* Objective: Collect every line of the listing below that contains the string "green", treating uppercase and lowercase as distinct.

* Source material:
....
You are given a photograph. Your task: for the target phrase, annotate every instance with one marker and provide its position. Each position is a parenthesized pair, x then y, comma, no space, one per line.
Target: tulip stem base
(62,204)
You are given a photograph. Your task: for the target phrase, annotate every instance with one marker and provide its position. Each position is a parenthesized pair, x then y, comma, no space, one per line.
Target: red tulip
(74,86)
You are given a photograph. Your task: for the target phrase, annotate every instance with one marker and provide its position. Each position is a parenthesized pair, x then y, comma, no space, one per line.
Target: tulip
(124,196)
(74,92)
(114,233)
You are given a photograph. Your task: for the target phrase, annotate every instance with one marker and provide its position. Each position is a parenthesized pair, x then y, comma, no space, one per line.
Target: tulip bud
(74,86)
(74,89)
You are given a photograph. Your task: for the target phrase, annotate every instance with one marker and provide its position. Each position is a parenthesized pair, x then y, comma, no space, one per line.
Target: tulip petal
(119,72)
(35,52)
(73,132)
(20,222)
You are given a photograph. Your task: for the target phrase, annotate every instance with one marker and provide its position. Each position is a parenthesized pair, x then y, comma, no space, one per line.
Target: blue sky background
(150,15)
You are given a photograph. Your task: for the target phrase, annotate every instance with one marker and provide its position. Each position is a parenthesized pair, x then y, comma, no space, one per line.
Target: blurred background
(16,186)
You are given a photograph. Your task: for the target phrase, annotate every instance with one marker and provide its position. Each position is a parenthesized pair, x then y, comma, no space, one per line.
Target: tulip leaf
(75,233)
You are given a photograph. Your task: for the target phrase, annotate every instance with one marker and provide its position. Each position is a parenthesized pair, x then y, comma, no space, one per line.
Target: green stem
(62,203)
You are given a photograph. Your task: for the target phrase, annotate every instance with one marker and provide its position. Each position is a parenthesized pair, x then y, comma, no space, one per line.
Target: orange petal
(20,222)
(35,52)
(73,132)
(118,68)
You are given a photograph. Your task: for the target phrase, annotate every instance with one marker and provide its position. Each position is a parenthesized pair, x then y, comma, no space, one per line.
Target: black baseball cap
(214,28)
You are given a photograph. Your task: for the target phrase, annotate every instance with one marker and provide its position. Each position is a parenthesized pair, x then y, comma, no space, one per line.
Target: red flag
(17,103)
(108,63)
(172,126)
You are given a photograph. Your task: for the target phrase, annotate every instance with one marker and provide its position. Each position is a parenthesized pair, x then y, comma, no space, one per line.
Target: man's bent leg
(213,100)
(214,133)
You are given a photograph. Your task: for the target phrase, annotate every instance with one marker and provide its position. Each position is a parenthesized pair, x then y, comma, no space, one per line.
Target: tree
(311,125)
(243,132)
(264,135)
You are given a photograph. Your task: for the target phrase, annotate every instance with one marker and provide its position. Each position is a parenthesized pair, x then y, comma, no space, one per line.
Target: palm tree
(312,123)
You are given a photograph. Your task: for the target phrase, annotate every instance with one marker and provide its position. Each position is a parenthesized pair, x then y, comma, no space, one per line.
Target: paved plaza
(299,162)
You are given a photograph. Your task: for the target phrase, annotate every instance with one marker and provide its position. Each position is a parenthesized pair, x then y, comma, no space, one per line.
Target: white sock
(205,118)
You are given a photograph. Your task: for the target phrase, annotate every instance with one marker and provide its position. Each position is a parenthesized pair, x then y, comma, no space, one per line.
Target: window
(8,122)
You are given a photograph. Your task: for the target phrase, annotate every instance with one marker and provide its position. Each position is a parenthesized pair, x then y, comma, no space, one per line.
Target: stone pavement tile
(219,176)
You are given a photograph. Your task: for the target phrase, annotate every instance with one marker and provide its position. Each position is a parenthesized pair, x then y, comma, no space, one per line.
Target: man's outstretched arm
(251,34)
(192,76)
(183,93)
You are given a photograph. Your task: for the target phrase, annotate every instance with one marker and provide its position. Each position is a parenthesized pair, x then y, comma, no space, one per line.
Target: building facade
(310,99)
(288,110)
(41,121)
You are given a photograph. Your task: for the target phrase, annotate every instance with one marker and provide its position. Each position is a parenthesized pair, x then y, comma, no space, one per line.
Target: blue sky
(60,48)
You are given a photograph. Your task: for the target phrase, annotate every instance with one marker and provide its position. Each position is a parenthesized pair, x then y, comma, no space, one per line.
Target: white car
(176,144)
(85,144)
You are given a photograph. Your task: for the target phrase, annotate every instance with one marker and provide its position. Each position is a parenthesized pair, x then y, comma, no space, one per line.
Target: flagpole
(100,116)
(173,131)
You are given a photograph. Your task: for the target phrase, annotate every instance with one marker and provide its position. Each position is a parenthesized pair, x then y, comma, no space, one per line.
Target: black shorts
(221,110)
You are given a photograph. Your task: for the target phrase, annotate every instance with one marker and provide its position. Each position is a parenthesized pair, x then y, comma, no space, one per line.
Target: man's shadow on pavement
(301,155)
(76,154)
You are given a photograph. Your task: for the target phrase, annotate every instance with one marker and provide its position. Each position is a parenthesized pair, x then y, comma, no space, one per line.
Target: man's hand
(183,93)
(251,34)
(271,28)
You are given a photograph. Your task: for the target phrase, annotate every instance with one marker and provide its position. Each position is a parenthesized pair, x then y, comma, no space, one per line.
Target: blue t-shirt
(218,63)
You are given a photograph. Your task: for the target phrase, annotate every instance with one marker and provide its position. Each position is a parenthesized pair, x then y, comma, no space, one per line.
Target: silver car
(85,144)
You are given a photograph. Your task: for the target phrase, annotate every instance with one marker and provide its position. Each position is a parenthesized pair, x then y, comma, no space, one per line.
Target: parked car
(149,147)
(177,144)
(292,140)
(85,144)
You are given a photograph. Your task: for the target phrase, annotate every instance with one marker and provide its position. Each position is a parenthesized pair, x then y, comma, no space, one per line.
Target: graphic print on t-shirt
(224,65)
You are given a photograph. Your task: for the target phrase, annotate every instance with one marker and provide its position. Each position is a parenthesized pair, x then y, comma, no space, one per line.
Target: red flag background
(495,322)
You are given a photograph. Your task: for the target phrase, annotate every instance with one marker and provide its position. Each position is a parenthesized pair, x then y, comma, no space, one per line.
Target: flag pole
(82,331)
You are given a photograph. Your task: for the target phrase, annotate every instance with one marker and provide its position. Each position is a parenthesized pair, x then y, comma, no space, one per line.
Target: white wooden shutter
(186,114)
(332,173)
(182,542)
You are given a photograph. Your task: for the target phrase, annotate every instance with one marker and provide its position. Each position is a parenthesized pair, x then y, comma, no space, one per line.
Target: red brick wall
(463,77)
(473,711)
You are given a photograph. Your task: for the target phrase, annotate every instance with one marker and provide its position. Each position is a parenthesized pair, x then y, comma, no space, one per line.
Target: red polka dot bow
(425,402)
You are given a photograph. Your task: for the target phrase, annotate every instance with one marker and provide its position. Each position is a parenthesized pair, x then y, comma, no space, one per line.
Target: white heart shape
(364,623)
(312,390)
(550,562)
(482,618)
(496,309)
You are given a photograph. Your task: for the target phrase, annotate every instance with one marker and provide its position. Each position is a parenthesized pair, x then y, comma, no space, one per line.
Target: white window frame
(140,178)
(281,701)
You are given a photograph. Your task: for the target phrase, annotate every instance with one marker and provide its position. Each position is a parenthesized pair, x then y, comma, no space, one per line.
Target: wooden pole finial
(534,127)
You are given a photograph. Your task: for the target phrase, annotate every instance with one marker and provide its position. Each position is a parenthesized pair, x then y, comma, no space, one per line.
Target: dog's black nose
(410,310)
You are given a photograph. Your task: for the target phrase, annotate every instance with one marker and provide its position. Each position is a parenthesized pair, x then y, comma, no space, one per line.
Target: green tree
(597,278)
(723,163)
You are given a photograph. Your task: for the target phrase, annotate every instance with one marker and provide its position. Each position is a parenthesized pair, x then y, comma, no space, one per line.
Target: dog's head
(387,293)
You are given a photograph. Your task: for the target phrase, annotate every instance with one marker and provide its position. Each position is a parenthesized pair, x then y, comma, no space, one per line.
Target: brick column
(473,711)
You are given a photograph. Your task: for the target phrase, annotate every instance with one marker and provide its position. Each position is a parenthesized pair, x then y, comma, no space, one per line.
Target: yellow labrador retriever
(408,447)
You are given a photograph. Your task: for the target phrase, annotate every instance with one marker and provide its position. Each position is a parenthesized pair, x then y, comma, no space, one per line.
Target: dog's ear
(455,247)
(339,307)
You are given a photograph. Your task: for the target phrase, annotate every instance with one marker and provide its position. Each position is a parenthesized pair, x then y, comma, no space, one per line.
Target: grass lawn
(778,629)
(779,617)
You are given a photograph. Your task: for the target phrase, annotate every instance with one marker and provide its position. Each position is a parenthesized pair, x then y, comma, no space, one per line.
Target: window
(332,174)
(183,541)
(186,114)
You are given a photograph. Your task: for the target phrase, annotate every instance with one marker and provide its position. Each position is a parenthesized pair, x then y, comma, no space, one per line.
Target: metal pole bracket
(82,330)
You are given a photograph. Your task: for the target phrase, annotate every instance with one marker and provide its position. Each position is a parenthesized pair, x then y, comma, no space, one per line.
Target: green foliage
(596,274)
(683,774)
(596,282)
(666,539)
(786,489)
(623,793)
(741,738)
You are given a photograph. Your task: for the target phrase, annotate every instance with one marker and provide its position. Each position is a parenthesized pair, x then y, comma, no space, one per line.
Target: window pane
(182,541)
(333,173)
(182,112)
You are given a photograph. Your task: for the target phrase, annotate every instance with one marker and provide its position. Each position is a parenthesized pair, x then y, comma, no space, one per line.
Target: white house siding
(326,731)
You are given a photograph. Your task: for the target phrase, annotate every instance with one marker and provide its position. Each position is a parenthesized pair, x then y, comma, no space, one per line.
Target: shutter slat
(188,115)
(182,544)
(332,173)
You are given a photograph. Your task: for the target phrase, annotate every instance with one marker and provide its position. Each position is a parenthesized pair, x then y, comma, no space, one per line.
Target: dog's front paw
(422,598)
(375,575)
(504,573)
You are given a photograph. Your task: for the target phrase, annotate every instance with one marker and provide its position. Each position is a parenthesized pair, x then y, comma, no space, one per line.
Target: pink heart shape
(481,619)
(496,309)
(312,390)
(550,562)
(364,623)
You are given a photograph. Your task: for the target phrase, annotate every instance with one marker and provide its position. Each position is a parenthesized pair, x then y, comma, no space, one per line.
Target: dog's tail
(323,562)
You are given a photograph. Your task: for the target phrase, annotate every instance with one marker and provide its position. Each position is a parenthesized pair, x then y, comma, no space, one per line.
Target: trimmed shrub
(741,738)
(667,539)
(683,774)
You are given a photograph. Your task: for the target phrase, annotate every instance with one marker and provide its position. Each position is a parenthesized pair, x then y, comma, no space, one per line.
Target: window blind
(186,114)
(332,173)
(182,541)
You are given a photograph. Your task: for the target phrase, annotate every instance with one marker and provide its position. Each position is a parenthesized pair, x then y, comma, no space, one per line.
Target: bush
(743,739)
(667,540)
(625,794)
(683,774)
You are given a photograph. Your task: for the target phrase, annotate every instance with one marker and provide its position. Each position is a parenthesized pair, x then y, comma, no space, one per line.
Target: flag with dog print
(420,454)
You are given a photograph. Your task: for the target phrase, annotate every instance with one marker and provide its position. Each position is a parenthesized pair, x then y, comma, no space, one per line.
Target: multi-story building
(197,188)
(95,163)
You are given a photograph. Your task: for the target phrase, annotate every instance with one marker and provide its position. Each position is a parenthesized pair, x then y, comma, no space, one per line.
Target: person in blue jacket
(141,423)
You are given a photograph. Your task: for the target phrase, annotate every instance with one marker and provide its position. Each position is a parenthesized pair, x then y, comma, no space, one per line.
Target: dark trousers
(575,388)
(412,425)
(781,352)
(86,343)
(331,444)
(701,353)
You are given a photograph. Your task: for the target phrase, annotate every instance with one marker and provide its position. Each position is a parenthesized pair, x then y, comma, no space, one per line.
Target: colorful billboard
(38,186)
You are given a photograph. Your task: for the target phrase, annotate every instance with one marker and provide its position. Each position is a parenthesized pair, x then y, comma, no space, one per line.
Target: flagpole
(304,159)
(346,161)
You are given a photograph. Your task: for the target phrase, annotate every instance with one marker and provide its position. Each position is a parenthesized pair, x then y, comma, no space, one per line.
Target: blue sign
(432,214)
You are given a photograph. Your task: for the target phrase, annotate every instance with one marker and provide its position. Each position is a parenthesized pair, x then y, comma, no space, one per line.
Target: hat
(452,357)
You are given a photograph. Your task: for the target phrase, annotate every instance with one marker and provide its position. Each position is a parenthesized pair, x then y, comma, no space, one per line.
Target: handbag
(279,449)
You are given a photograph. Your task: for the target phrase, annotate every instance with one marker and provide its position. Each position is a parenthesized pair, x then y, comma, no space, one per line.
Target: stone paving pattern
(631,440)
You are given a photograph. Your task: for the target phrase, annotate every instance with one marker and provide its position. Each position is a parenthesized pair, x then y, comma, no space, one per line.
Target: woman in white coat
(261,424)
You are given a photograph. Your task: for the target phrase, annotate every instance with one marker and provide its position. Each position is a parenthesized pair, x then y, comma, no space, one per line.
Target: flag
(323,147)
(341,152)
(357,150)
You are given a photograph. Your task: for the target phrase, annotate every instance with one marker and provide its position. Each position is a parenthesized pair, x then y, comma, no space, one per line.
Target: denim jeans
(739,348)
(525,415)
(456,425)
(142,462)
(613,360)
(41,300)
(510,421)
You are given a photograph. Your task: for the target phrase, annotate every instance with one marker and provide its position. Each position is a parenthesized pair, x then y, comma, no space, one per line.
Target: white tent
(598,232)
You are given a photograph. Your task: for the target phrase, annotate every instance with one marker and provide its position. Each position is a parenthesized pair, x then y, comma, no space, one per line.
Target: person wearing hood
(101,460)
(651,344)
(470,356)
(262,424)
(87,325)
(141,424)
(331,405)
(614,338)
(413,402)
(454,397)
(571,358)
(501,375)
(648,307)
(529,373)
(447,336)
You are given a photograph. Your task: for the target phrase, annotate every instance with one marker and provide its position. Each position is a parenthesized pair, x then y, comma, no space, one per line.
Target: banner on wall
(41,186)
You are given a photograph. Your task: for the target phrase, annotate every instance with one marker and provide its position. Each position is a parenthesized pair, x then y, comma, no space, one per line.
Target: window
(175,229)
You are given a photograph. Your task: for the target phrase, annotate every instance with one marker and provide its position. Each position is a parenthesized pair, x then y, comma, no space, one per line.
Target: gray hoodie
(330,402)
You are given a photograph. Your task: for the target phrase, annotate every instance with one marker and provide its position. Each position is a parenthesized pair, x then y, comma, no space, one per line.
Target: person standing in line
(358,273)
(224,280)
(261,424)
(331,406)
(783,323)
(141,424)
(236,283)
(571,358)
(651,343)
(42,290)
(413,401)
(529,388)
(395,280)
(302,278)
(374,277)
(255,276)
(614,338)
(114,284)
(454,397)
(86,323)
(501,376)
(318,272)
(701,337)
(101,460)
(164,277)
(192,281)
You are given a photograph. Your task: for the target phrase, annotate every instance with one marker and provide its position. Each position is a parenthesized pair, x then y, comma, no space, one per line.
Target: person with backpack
....
* Reply:
Target: green stem
Target: green tree
Target: green foliage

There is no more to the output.